The Force Awakens (Novelization)

This review includes movie spoilers!

For everyone wanting to dive deeper into Star Wars: The Force Awakens, there are a lot of books to choose from. There’s visual dictionaries, cross-sections, art-of-books and even short story tie-ins. However, there is only one adult novelization, and its penned by the same author who started the whole Star Wars literary universe. Alan Dean Foster takes the script and story elements he was given, and turns it into a fully formed novel. That said, there’s some flaws with the book, many which may be well out of the author’s hands. The primary issue is just how much the novelization contradicts or differs from what happens in the movie.

Diving into the novelization, I was looking forward to explanations for what happened on screen, backstories for the characters and places, and bonus scenes not included in the movie. It’s probably safe to say my expectations were too high. The Force Awakens by Alan Dean Foster is no where in the same league as Matthew Stover’s Revenge of the Sith. For starters, the first 132 pages included no new scenes. Up until that point, I was very disappointed with the story. There was no extra insight into the characters or the film, nothing new that was worthwhile, and what differences there was simply contradicted the content of the movie, making the book apocrypha. Foster describes Finn as ordinary and unexceptional, yet in Rucka’s TFA tie-in work, Finn is at the top of his class in training with high expectations from Captain Phasma herself. In Rey’s conversation with Unkar Plutt, she actually turns BB-8 off and barters with Plutt for more food in exchange for the droid. The scene where Rey looks across from her part cleaning table to see an old woman doing the same thing is completely absent. Instead she looks off in the distance and sees a mother with her child coming down a ship ramp. Even after this point in the book, the differences go on and on. It’s quite evident that the script Foster was given to work with was an early version of the script which received numerous rewrites and reworkings afterwards. Nevertheless, the first 132 pages were rough. Thankfully, page 133 delivers the first new scene of the book.

___

__SET EXERCISE A__. In the listing, starting at the line with "Highlight smiling mouth." and ending at the line with "left=199, top=27, right=244, bottom=50", change every "Highlight" to "Mark" and leave everything else untouched. Return only those lines.

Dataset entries
___

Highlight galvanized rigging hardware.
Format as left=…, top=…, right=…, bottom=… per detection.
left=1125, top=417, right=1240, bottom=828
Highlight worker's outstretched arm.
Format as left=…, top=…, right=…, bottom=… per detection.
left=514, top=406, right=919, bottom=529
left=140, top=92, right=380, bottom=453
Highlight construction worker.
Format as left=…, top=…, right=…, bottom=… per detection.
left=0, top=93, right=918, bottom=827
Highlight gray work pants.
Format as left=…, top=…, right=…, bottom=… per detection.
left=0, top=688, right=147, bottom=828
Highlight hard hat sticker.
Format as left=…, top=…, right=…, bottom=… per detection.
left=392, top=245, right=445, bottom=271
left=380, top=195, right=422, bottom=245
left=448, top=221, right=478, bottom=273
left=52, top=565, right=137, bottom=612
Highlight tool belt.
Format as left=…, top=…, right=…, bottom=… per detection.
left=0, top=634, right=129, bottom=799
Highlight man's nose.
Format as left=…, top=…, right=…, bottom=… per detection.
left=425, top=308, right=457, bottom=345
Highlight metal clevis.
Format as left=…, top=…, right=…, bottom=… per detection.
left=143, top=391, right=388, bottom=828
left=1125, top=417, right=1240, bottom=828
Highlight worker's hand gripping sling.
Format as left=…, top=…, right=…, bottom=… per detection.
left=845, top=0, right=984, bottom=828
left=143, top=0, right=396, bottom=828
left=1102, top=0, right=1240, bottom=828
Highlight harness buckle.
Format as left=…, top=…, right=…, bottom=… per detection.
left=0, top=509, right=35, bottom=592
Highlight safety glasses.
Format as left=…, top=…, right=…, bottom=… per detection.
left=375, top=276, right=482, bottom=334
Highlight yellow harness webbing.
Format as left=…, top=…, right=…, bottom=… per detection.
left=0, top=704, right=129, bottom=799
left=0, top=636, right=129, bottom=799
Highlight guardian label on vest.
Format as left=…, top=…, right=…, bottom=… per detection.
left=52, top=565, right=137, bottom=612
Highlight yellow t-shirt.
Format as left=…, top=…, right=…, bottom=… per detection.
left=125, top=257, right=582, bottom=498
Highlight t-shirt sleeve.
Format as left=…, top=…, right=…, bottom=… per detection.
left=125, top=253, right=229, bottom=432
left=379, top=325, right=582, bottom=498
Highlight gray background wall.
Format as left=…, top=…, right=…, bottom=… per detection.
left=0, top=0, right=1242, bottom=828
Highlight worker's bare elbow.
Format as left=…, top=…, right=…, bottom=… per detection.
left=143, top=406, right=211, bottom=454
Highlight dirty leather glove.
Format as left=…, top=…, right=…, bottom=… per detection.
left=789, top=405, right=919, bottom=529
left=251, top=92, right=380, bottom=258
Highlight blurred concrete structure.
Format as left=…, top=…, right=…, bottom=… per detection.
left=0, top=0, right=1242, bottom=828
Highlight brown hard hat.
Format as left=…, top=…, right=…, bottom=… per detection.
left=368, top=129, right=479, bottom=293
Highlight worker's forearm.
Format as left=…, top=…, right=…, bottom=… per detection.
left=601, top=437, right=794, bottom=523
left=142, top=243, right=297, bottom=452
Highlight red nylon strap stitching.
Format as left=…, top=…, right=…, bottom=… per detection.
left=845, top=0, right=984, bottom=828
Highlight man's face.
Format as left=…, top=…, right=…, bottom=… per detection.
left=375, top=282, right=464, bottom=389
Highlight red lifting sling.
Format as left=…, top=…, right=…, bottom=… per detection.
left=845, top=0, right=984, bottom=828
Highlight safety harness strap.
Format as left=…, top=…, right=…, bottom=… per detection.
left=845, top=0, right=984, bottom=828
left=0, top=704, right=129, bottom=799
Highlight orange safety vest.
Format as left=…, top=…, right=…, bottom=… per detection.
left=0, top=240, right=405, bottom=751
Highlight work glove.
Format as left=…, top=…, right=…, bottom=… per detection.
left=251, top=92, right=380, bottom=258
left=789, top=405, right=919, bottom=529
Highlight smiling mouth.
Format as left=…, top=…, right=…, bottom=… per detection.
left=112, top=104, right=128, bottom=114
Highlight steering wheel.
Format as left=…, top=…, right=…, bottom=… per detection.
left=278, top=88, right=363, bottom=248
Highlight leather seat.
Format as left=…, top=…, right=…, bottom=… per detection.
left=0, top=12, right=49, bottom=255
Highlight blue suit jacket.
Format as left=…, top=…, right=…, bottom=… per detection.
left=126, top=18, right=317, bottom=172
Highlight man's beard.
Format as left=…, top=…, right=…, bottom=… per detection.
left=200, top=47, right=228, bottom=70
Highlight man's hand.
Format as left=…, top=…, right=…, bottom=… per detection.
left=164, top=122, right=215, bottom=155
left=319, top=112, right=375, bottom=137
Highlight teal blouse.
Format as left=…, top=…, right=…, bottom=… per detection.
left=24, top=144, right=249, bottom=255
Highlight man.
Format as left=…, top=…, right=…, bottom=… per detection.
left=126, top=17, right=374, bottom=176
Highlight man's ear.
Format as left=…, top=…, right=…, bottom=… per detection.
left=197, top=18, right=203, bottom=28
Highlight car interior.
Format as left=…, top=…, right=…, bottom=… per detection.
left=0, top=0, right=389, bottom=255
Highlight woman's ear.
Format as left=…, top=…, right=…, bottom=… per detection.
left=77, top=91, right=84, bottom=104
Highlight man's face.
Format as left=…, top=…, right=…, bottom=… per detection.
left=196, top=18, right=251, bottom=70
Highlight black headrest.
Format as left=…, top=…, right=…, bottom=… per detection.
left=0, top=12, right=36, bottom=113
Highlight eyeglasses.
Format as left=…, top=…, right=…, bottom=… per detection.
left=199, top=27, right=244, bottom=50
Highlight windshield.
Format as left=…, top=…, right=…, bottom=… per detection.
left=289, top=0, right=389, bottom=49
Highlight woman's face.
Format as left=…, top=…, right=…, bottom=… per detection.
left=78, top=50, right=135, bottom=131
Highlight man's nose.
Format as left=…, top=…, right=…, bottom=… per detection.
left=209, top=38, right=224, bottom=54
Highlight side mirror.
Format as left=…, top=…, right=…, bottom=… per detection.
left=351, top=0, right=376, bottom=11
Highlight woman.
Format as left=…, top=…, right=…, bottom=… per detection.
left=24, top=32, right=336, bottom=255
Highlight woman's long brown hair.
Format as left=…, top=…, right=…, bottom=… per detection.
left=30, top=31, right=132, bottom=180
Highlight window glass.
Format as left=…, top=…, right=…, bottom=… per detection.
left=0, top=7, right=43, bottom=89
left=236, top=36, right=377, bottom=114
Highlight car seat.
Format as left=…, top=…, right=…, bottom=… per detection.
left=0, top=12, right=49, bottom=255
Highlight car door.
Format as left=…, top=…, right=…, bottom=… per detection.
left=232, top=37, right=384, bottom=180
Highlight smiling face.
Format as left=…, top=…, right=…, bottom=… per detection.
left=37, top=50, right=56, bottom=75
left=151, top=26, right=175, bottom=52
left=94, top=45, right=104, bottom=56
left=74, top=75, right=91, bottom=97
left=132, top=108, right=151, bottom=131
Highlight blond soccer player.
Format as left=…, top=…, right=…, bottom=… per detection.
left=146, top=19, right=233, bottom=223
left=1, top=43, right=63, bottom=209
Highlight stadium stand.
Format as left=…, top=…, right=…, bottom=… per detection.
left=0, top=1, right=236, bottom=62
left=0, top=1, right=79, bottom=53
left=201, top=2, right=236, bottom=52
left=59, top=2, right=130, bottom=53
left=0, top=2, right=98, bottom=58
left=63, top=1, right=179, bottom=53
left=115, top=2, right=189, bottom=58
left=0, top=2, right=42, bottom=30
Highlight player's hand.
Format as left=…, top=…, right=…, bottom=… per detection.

___

__SET EXERCISE B__. Please write out the passage of the novelization review word for word, starting at "This review includes" and ending at "happens in the movie.".

__WRITTEN ANSWER A__.
Mark smiling mouth.
Format as left=…, top=…, right=…, bottom=… per detection.
left=112, top=104, right=128, bottom=114
Mark steering wheel.
Format as left=…, top=…, right=…, bottom=… per detection.
left=278, top=88, right=363, bottom=248
Mark leather seat.
Format as left=…, top=…, right=…, bottom=… per detection.
left=0, top=12, right=49, bottom=255
Mark blue suit jacket.
Format as left=…, top=…, right=…, bottom=… per detection.
left=126, top=18, right=317, bottom=172
Mark man's beard.
Format as left=…, top=…, right=…, bottom=… per detection.
left=200, top=47, right=228, bottom=70
Mark man's hand.
Format as left=…, top=…, right=…, bottom=… per detection.
left=164, top=122, right=215, bottom=155
left=319, top=112, right=375, bottom=137
Mark teal blouse.
Format as left=…, top=…, right=…, bottom=… per detection.
left=24, top=144, right=249, bottom=255
Mark man.
Format as left=…, top=…, right=…, bottom=… per detection.
left=126, top=17, right=374, bottom=176
Mark man's ear.
Format as left=…, top=…, right=…, bottom=… per detection.
left=197, top=18, right=203, bottom=28
Mark car interior.
Format as left=…, top=…, right=…, bottom=… per detection.
left=0, top=0, right=389, bottom=255
Mark woman's ear.
Format as left=…, top=…, right=…, bottom=… per detection.
left=77, top=91, right=84, bottom=104
Mark man's face.
Format as left=…, top=…, right=…, bottom=… per detection.
left=196, top=18, right=251, bottom=70
Mark black headrest.
Format as left=…, top=…, right=…, bottom=… per detection.
left=0, top=12, right=36, bottom=113
Mark eyeglasses.
Format as left=…, top=…, right=…, bottom=… per detection.
left=199, top=27, right=244, bottom=50

__WRITTEN ANSWER B__.
This review includes movie spoilers!

For everyone wanting to dive deeper into Star Wars: The Force Awakens, there are a lot of books to choose from. There’s visual dictionaries, cross-sections, art-of-books and even short story tie-ins. However, there is only one adult novelization, and its penned by the same author who started the whole Star Wars literary universe. Alan Dean Foster takes the script and story elements he was given, and turns it into a fully formed novel. That said, there’s some flaws with the book, many which may be well out of the author’s hands. The primary issue is just how much the novelization contradicts or differs from what happens in the movie.